▸ Work task:
Below are the entries; return exactly the line with "Objective | Detect the glowing" and every later line, without anything else.

Phrase grounding data
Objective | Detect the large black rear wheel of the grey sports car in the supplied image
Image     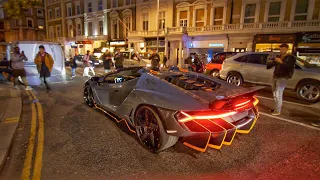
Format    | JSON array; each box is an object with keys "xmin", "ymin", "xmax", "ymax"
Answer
[{"xmin": 134, "ymin": 105, "xmax": 178, "ymax": 153}]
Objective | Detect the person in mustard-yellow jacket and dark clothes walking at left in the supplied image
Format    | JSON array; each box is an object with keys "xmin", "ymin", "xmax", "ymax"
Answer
[{"xmin": 34, "ymin": 45, "xmax": 54, "ymax": 92}]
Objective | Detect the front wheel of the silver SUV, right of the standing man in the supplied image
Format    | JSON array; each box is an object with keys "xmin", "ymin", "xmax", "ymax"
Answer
[{"xmin": 297, "ymin": 81, "xmax": 320, "ymax": 103}]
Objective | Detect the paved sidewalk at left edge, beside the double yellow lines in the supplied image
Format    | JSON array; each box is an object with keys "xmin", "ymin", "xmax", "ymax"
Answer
[{"xmin": 0, "ymin": 82, "xmax": 22, "ymax": 171}]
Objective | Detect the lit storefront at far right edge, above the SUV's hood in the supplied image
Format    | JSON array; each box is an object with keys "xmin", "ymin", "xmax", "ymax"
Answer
[{"xmin": 297, "ymin": 32, "xmax": 320, "ymax": 66}]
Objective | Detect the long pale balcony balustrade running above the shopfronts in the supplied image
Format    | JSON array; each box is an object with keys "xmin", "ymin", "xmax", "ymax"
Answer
[{"xmin": 129, "ymin": 20, "xmax": 320, "ymax": 37}]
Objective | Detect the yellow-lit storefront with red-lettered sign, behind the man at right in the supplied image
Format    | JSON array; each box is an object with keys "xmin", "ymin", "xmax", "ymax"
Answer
[{"xmin": 254, "ymin": 34, "xmax": 296, "ymax": 53}]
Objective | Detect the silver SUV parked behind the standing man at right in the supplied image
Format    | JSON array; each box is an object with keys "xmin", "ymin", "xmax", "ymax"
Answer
[{"xmin": 220, "ymin": 52, "xmax": 320, "ymax": 103}]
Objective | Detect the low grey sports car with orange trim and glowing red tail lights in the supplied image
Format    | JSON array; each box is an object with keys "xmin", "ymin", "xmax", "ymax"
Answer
[{"xmin": 84, "ymin": 67, "xmax": 262, "ymax": 153}]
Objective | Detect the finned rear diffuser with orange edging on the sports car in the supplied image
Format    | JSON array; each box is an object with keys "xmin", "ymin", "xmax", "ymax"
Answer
[{"xmin": 182, "ymin": 108, "xmax": 259, "ymax": 152}]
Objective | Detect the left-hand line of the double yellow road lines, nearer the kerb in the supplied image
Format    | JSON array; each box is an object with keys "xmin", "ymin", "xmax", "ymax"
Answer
[{"xmin": 21, "ymin": 94, "xmax": 37, "ymax": 180}]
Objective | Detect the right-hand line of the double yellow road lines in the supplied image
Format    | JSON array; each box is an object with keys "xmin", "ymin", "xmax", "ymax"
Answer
[{"xmin": 32, "ymin": 102, "xmax": 44, "ymax": 180}]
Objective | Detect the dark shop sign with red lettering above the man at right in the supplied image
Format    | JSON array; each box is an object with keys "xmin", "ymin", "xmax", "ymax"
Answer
[{"xmin": 255, "ymin": 34, "xmax": 295, "ymax": 43}]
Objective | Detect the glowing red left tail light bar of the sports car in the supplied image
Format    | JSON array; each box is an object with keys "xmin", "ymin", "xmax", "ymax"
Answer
[{"xmin": 176, "ymin": 111, "xmax": 237, "ymax": 123}]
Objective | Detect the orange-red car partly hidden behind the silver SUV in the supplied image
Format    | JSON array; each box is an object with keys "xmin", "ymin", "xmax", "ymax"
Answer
[{"xmin": 205, "ymin": 52, "xmax": 237, "ymax": 77}]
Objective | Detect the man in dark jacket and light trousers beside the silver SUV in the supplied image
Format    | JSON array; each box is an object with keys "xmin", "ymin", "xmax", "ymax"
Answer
[{"xmin": 267, "ymin": 44, "xmax": 296, "ymax": 116}]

▸ Reply to the task:
Objective | Detect the glowing red left tail light bar of the sports car in the supplied image
Format    | JSON array; each box is an object with keys "xmin", "ymin", "xmax", "ymax"
Answer
[{"xmin": 176, "ymin": 111, "xmax": 237, "ymax": 123}]
Objective | Detect the orange-red car partly hidden behind the silver SUV in the supplied image
Format    | JSON array; each box is an object with keys "xmin", "ymin", "xmax", "ymax"
Answer
[{"xmin": 205, "ymin": 52, "xmax": 237, "ymax": 77}]
Objective | Detect the man in dark jacket and light trousers beside the silver SUV in the supplied image
Format    | JSON array; each box is an object with keys "xmin", "ymin", "xmax", "ymax"
Answer
[{"xmin": 267, "ymin": 44, "xmax": 296, "ymax": 116}]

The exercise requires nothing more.